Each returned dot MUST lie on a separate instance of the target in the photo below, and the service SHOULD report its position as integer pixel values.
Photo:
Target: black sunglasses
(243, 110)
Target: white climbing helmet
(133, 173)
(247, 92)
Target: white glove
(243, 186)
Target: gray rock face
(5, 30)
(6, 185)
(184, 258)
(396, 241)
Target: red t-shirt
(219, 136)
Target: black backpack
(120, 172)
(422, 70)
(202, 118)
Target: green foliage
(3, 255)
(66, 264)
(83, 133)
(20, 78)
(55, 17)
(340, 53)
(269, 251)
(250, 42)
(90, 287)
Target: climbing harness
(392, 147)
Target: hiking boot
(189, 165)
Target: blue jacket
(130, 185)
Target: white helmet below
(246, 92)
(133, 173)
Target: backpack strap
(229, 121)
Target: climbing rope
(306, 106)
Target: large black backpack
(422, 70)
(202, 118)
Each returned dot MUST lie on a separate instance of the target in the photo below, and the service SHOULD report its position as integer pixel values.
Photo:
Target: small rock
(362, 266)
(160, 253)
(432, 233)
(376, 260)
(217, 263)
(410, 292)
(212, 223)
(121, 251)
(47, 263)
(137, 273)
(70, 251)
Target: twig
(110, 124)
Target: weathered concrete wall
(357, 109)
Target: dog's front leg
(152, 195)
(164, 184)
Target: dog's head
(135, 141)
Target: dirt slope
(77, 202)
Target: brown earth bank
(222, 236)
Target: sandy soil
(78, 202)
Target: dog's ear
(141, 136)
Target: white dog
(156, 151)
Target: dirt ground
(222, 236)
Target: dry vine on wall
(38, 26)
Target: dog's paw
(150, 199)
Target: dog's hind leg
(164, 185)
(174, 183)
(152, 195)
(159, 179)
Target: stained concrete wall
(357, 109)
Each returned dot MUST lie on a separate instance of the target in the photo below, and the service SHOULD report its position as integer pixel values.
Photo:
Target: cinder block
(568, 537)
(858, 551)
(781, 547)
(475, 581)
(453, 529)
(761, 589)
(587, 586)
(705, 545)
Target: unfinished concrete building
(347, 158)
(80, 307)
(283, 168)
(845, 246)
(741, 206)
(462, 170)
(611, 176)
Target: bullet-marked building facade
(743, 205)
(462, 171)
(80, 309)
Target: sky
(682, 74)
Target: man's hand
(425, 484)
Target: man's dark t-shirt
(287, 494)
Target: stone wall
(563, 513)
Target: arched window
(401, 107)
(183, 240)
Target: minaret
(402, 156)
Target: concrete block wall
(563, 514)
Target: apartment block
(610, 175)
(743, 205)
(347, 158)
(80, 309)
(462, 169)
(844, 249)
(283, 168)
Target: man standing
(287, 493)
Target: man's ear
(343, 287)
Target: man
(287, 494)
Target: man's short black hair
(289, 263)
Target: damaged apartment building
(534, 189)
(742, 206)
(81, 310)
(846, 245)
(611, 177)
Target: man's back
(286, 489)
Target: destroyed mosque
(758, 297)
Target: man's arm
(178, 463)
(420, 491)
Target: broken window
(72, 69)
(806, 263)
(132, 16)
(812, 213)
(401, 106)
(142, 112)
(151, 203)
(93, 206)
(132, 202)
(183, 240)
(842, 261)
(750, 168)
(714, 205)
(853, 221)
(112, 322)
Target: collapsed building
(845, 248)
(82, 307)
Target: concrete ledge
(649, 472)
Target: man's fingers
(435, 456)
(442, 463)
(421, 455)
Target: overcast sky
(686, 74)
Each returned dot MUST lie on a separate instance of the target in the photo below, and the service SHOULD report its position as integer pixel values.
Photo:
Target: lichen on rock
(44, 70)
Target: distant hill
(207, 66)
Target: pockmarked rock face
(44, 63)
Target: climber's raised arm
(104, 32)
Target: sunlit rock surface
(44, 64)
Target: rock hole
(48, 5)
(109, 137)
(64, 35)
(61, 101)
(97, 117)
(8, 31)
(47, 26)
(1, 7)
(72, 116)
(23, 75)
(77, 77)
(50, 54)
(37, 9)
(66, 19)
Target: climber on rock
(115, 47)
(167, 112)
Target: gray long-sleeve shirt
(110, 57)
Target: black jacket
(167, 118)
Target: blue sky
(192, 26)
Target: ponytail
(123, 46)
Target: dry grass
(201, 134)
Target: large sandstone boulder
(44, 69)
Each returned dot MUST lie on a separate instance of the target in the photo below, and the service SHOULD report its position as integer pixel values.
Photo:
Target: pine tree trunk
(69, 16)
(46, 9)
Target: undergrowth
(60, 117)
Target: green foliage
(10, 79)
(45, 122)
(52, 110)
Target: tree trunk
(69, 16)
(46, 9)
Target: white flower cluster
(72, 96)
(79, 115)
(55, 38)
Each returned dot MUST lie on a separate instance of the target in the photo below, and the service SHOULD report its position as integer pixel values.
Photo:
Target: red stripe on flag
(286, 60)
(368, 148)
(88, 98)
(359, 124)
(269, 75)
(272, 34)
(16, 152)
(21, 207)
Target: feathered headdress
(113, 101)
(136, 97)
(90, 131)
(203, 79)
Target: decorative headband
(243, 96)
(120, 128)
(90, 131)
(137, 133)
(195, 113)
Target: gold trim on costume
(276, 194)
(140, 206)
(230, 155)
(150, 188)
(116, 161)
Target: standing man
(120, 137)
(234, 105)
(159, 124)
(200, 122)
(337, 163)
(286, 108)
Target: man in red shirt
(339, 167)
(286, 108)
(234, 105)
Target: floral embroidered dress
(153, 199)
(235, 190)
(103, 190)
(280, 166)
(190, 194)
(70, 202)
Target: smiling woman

• • • • • • •

**PROBLEM DESCRIPTION:** Reproduce the listing above word for word, from its first line through its last.

**FULL ANSWER:**
Each returned dot MUST lie on a separate instance of the target in the photo below, and the service SHOULD report its position as integer pixel values.
Photo:
Target: black sunglasses
(243, 110)
Target: white climbing helmet
(133, 173)
(247, 92)
Target: white glove
(243, 186)
Target: gray rock face
(5, 30)
(6, 185)
(184, 258)
(396, 241)
Target: red t-shirt
(219, 136)
Target: black backpack
(120, 172)
(422, 70)
(202, 118)
Target: green foliage
(3, 255)
(66, 264)
(83, 133)
(20, 78)
(55, 17)
(340, 53)
(269, 251)
(250, 42)
(90, 287)
Target: climbing harness
(392, 147)
Target: hiking boot
(189, 165)
Target: blue jacket
(130, 185)
Target: white helmet below
(246, 92)
(133, 173)
Target: backpack strap
(229, 121)
Target: climbing rope
(306, 106)
Target: large black backpack
(422, 70)
(202, 118)
Each returned dot MUST lie on a separate instance of the target in the photo below, and the service SHOULD report its position as integer pixel values.
Photo:
Target: small rock
(362, 266)
(160, 253)
(432, 233)
(376, 260)
(217, 263)
(410, 292)
(212, 223)
(121, 251)
(47, 263)
(137, 273)
(70, 251)
Target: twig
(110, 124)
Target: weathered concrete wall
(357, 109)
Target: dog's front leg
(152, 195)
(164, 184)
Target: dog's head
(135, 141)
Target: dirt slope
(77, 202)
Target: brown earth bank
(222, 236)
Target: sandy soil
(78, 202)
Target: dog's ear
(141, 136)
Target: white dog
(156, 151)
Target: dirt ground
(222, 236)
Target: dry vine on wall
(38, 26)
Target: dog's paw
(150, 199)
Target: dog's hind leg
(164, 185)
(174, 183)
(152, 195)
(159, 179)
Target: stained concrete wall
(357, 109)
Each returned dot MUST lie on a separate instance of the target in the photo below, and the service SHOULD report its position as integer pixel values.
Photo:
Target: cinder block
(568, 537)
(858, 551)
(781, 547)
(475, 581)
(453, 529)
(761, 589)
(587, 586)
(705, 545)
Target: unfinished concrete building
(347, 158)
(80, 307)
(283, 168)
(845, 246)
(741, 206)
(462, 170)
(611, 176)
Target: bullet-marked building facade
(743, 205)
(462, 171)
(80, 309)
Target: sky
(682, 74)
Target: man's hand
(425, 484)
Target: man's dark t-shirt
(287, 494)
Target: stone wall
(563, 513)
Target: arched window
(401, 107)
(183, 240)
Target: minaret
(402, 156)
Target: concrete block wall
(563, 514)
Target: apartment block
(610, 175)
(743, 205)
(347, 158)
(80, 309)
(462, 169)
(844, 249)
(283, 168)
Target: man standing
(287, 493)
Target: man's ear
(343, 287)
Target: man
(287, 494)
Target: man's short black hair
(289, 263)
Target: damaged apartment building
(534, 189)
(742, 206)
(81, 310)
(846, 245)
(611, 177)
Target: man's back
(286, 489)
Target: destroyed mosque
(758, 297)
Target: man's arm
(178, 463)
(420, 491)
Target: broken window
(72, 69)
(806, 263)
(132, 16)
(812, 213)
(401, 106)
(142, 112)
(151, 203)
(93, 206)
(132, 202)
(183, 240)
(842, 261)
(750, 168)
(714, 205)
(853, 221)
(112, 322)
Target: collapsed building
(845, 248)
(82, 307)
Target: concrete ledge
(649, 472)
Target: man's fingers
(435, 456)
(442, 463)
(421, 455)
Target: overcast sky
(686, 74)
Each returned dot MUST lie on a separate instance of the target in the photo below, and the service SHOULD report its position as integer pixel values.
Photo:
Target: lichen on rock
(44, 70)
Target: distant hill
(207, 66)
Target: pockmarked rock face
(44, 63)
Target: climber's raised arm
(104, 32)
Target: sunlit rock surface
(44, 64)
Target: rock hole
(48, 5)
(109, 137)
(64, 35)
(61, 101)
(97, 117)
(8, 31)
(47, 26)
(1, 7)
(72, 116)
(23, 75)
(77, 77)
(50, 54)
(37, 9)
(66, 19)
Target: climber on rock
(115, 47)
(167, 112)
Target: gray long-sleeve shirt
(110, 57)
Target: black jacket
(167, 118)
Target: blue sky
(192, 26)
Target: ponytail
(123, 46)
Target: dry grass
(201, 134)
Target: large sandstone boulder
(44, 69)
Each returned dot MUST lie on a separate instance of the target in the photo below, and the service SHOULD report its position as integer pixel values.
Photo:
Target: pine tree trunk
(69, 16)
(46, 9)
Target: undergrowth
(60, 117)
Target: green foliage
(10, 79)
(45, 122)
(52, 110)
Target: tree trunk
(69, 16)
(46, 9)
Target: white flower cluster
(72, 96)
(79, 115)
(55, 38)
Each returned dot MUST lie on a separate instance of the target in the photo below, and the service SHOULD report its position as integer pixel values.
Photo:
Target: red stripe on flag
(286, 60)
(368, 148)
(88, 98)
(359, 124)
(269, 75)
(272, 34)
(16, 152)
(21, 207)
Target: feathered headdress
(113, 101)
(136, 97)
(90, 131)
(203, 79)
Target: decorative headband
(243, 96)
(120, 128)
(90, 131)
(137, 133)
(195, 113)
Target: gold trim on costume
(276, 194)
(140, 206)
(230, 155)
(150, 188)
(116, 161)
Target: standing man
(120, 137)
(234, 105)
(159, 124)
(200, 122)
(337, 163)
(286, 108)
Target: man in red shirt
(339, 167)
(286, 108)
(234, 105)
Target: floral embroidered dress
(153, 199)
(235, 190)
(103, 190)
(280, 166)
(190, 194)
(70, 202)
Target: smiling woman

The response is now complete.